Gather every line below that contains the word "hair" and copy each one in full.

^^^^^^^^

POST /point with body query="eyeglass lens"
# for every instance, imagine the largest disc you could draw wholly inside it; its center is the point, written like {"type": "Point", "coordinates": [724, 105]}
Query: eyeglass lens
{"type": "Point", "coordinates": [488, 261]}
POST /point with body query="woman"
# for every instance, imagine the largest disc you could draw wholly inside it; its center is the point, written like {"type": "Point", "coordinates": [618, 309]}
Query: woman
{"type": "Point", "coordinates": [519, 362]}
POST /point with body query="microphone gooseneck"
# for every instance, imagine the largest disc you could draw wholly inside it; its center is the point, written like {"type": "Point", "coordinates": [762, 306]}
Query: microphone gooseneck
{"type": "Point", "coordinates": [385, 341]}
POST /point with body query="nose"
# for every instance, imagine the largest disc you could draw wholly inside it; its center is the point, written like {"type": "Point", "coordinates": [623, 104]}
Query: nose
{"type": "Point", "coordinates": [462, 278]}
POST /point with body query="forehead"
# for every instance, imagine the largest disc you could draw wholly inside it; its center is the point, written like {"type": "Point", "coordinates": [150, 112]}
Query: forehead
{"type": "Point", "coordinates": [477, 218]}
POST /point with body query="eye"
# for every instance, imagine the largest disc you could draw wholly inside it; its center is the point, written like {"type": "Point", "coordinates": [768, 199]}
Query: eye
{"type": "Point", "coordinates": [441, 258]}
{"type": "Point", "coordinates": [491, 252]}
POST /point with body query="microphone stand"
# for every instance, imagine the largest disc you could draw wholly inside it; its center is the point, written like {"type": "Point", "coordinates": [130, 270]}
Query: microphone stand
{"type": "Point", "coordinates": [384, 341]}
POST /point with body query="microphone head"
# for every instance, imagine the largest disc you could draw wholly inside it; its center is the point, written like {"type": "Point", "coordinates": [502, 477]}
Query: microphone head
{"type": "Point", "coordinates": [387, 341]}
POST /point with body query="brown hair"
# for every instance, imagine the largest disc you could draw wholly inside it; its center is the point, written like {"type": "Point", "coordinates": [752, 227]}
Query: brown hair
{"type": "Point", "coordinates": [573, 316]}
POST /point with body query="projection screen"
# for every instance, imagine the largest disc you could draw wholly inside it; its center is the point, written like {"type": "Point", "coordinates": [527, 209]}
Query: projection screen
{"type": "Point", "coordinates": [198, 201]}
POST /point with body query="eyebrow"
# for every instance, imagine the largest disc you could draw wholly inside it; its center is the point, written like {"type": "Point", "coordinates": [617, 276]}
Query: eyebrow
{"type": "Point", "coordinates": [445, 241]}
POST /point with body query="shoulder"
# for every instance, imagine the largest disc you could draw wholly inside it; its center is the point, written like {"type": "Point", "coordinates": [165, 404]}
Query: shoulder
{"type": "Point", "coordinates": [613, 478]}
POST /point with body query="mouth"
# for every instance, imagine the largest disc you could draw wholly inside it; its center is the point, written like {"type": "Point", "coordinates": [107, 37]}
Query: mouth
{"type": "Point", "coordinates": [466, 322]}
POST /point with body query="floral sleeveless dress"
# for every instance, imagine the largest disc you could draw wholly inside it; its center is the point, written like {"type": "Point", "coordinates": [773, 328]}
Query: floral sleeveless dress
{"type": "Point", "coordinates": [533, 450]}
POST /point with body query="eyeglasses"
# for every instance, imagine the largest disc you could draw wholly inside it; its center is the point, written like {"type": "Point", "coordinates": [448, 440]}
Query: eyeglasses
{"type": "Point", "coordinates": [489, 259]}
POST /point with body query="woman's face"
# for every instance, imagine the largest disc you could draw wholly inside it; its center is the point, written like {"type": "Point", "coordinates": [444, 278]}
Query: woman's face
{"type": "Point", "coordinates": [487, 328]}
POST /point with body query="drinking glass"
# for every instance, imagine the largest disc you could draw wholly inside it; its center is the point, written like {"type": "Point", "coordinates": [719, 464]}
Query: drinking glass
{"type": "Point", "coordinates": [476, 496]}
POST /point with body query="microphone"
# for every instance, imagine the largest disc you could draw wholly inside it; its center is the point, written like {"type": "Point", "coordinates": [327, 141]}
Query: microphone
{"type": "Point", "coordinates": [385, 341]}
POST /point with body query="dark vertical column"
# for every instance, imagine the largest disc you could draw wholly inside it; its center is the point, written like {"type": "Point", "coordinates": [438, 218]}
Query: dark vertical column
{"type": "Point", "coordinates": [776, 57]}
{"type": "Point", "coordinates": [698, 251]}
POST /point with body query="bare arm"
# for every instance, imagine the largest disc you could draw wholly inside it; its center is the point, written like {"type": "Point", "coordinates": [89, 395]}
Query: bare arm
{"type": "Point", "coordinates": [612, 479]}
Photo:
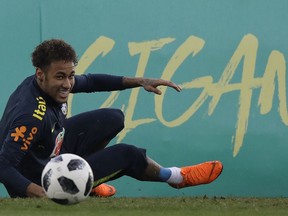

^^^^^^^^

IN RESPONSE —
POST /point with body query="brown hair"
Query: brown hair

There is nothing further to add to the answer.